- Written task
Output, word for word, every line from the line with "mark: the metal base" through the final line of the data below.

- The data
(begin)
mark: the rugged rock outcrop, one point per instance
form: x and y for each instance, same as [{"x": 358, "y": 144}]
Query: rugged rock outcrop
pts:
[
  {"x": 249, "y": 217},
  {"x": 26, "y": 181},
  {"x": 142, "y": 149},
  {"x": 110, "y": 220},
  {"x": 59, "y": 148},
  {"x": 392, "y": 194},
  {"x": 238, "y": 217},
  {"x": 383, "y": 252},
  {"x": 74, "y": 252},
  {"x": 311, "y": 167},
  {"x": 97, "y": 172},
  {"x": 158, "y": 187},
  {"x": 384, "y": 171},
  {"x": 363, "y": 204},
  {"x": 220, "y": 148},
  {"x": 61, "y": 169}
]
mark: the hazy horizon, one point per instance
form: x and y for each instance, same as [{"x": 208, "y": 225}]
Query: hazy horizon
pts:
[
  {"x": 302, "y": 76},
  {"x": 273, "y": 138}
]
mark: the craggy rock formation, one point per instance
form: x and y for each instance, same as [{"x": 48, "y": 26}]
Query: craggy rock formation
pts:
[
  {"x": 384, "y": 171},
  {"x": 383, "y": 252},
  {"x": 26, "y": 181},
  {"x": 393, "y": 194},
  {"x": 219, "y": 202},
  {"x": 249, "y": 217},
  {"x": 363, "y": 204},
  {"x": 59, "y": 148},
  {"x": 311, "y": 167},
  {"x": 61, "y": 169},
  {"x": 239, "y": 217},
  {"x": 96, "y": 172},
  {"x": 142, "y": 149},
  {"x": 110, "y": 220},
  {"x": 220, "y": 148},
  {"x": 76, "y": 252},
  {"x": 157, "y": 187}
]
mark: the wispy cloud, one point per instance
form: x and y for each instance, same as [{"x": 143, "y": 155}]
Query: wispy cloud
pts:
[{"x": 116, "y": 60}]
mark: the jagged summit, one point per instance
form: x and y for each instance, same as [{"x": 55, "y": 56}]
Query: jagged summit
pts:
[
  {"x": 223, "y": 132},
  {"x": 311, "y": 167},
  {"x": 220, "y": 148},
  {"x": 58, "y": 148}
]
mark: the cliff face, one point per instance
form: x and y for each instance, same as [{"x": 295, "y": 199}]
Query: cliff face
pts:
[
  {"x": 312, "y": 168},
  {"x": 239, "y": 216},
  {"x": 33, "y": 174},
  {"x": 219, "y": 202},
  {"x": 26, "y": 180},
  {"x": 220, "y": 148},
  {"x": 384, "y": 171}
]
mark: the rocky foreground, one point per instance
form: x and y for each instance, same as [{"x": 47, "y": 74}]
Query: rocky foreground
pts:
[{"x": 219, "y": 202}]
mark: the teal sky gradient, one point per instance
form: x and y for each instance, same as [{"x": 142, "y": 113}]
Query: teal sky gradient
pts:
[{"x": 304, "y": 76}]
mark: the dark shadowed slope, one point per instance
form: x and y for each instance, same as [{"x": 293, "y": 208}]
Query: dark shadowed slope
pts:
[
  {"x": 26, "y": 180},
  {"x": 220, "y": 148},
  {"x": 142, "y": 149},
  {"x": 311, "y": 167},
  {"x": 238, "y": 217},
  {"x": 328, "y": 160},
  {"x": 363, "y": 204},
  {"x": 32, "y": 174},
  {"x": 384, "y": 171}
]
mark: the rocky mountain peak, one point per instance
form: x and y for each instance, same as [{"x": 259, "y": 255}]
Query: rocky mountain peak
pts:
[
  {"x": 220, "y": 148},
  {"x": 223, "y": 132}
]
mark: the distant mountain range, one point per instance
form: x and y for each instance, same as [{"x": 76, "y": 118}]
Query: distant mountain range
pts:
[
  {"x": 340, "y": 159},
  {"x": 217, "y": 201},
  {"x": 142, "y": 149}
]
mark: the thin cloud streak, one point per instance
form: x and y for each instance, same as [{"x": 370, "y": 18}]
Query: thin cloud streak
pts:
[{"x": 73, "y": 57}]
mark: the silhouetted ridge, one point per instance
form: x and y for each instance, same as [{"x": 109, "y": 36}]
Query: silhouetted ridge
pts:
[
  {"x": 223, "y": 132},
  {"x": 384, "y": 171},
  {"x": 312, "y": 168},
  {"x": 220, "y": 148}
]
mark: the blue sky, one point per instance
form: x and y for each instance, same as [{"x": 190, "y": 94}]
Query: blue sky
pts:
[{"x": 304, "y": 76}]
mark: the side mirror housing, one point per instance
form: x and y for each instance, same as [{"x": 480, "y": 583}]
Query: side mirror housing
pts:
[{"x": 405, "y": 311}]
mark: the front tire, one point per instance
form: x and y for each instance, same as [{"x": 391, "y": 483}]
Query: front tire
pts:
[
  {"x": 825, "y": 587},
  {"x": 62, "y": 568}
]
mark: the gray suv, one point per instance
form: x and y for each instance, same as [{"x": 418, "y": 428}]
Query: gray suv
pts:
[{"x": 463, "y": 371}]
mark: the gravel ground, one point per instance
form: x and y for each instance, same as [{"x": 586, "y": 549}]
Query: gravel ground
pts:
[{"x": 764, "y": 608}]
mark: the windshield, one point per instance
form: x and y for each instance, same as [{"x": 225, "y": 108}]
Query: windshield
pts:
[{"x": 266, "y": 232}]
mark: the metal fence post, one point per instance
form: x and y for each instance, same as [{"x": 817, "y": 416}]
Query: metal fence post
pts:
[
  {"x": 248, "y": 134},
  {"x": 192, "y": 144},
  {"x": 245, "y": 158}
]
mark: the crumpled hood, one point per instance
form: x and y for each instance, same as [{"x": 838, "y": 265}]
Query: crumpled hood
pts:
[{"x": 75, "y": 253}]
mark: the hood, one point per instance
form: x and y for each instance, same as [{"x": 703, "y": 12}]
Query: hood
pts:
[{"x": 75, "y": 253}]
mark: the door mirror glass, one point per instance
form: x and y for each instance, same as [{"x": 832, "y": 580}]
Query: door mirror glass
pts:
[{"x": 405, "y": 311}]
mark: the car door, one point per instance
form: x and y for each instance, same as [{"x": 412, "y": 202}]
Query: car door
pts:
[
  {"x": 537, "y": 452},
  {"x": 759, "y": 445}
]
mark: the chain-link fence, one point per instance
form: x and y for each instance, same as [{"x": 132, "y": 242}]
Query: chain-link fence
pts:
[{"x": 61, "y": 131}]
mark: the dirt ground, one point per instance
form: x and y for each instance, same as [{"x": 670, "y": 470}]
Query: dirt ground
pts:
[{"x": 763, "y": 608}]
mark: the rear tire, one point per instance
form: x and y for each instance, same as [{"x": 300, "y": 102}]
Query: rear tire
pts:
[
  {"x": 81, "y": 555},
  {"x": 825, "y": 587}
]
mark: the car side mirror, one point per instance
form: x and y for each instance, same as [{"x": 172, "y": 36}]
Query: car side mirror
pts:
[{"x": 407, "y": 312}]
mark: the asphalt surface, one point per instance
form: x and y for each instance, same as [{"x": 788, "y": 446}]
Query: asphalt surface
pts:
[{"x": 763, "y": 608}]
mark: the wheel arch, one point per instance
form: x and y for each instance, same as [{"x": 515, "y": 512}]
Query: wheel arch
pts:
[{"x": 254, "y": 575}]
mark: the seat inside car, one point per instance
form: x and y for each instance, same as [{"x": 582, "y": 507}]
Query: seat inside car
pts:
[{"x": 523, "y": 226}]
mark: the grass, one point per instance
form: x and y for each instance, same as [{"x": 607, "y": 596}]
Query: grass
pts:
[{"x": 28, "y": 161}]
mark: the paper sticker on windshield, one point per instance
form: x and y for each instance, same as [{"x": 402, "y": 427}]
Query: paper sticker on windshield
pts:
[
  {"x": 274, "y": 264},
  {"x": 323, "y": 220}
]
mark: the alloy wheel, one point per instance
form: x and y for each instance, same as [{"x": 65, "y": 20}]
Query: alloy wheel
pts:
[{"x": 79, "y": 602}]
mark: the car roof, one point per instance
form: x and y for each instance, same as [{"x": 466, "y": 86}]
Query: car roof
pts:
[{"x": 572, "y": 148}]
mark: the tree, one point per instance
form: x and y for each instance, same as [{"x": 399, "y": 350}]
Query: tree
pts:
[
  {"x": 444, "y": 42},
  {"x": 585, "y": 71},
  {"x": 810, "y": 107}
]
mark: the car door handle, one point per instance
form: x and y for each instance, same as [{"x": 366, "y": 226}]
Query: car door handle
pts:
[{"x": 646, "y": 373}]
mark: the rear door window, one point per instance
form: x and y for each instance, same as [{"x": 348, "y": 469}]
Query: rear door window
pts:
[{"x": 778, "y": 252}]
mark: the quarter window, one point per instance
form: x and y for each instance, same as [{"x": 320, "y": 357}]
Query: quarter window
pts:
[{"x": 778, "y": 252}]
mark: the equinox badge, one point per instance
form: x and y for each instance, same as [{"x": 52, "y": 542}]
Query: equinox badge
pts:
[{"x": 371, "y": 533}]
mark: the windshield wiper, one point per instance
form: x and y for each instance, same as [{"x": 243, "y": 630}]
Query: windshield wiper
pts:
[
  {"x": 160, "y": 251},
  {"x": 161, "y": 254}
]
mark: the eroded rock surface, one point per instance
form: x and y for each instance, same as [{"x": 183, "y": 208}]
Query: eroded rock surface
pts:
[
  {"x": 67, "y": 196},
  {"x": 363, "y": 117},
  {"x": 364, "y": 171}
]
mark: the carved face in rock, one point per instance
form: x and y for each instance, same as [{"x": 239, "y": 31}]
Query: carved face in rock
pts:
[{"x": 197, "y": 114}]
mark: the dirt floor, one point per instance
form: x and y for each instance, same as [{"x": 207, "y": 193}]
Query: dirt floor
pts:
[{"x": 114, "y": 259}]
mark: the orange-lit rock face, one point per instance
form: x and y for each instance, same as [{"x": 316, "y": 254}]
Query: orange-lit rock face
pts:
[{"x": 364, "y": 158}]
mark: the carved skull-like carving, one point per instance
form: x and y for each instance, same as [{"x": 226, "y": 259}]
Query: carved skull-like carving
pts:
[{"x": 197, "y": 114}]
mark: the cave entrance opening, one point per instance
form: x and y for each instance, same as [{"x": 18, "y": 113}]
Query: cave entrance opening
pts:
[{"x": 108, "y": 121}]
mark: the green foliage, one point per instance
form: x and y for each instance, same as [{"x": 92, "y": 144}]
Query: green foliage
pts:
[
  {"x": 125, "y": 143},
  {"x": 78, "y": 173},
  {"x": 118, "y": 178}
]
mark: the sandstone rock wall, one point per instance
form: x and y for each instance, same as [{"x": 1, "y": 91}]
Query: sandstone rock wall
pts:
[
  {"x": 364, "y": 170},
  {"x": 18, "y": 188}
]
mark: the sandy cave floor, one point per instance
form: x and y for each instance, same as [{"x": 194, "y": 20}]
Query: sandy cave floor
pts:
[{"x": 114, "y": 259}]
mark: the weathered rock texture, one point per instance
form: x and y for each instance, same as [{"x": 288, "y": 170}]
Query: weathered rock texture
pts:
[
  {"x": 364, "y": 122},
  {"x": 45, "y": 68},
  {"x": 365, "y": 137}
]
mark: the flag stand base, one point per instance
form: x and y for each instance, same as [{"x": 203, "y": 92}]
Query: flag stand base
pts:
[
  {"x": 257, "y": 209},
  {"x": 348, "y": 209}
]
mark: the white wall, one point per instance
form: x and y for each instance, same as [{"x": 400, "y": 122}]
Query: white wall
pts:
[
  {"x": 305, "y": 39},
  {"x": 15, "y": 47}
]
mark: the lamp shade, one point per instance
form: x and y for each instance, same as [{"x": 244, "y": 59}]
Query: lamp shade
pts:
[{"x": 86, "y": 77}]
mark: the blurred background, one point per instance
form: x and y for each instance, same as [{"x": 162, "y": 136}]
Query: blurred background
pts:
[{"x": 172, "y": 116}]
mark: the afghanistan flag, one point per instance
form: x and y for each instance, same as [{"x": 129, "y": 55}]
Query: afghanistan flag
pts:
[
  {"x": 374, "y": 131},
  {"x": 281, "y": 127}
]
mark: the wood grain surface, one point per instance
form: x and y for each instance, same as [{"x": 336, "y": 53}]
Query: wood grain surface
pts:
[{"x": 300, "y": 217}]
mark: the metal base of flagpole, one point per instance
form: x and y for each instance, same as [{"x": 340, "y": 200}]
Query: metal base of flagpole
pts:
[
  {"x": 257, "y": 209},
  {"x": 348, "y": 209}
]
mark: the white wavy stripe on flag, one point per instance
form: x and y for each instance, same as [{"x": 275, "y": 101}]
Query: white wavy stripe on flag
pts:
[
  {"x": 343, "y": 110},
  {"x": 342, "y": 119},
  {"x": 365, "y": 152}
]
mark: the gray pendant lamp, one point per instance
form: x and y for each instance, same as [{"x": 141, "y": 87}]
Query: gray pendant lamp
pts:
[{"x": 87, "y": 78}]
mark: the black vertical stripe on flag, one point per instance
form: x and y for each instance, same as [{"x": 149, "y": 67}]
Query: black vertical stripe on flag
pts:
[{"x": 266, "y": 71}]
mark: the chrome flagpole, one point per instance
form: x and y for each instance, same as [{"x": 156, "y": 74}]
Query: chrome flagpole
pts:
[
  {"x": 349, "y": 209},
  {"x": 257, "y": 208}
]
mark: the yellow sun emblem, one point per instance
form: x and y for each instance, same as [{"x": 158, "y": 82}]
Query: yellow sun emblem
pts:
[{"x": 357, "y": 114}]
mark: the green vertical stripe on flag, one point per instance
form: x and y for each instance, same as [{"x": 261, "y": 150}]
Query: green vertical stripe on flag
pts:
(end)
- Solution for this problem
mark: the metal base of flagpole, one point per instance
form: x and y for each instance, same as [{"x": 340, "y": 200}]
Query: metal base of flagpole
pts:
[
  {"x": 257, "y": 209},
  {"x": 348, "y": 209}
]
mark: the white wavy stripe on flag, one point per instance
form: x and y for each instance, same as [{"x": 275, "y": 101}]
Query: white wavy stripe on flag
pts:
[
  {"x": 343, "y": 110},
  {"x": 342, "y": 119},
  {"x": 365, "y": 152}
]
mark: the gray pendant lamp, one point per instance
form: x and y for each instance, same as [{"x": 141, "y": 87}]
Query: gray pendant lamp
pts:
[{"x": 87, "y": 78}]
mark: the black vertical stripe on flag, one point per instance
form: x and y for each instance, same as [{"x": 149, "y": 67}]
Query: black vertical stripe on flag
pts:
[{"x": 266, "y": 71}]
mark: the chrome flagpole, one point per instance
form: x and y for each instance, same as [{"x": 156, "y": 74}]
Query: chrome flagpole
pts:
[
  {"x": 349, "y": 209},
  {"x": 257, "y": 208}
]
mark: the yellow sun emblem, one point per instance
form: x and y for each instance, same as [{"x": 158, "y": 82}]
Query: yellow sun emblem
pts:
[{"x": 357, "y": 114}]
mark: the green vertical stripe on flag, one point per instance
form: x and y for each instance, same as [{"x": 261, "y": 150}]
Query: green vertical stripe on flag
pts:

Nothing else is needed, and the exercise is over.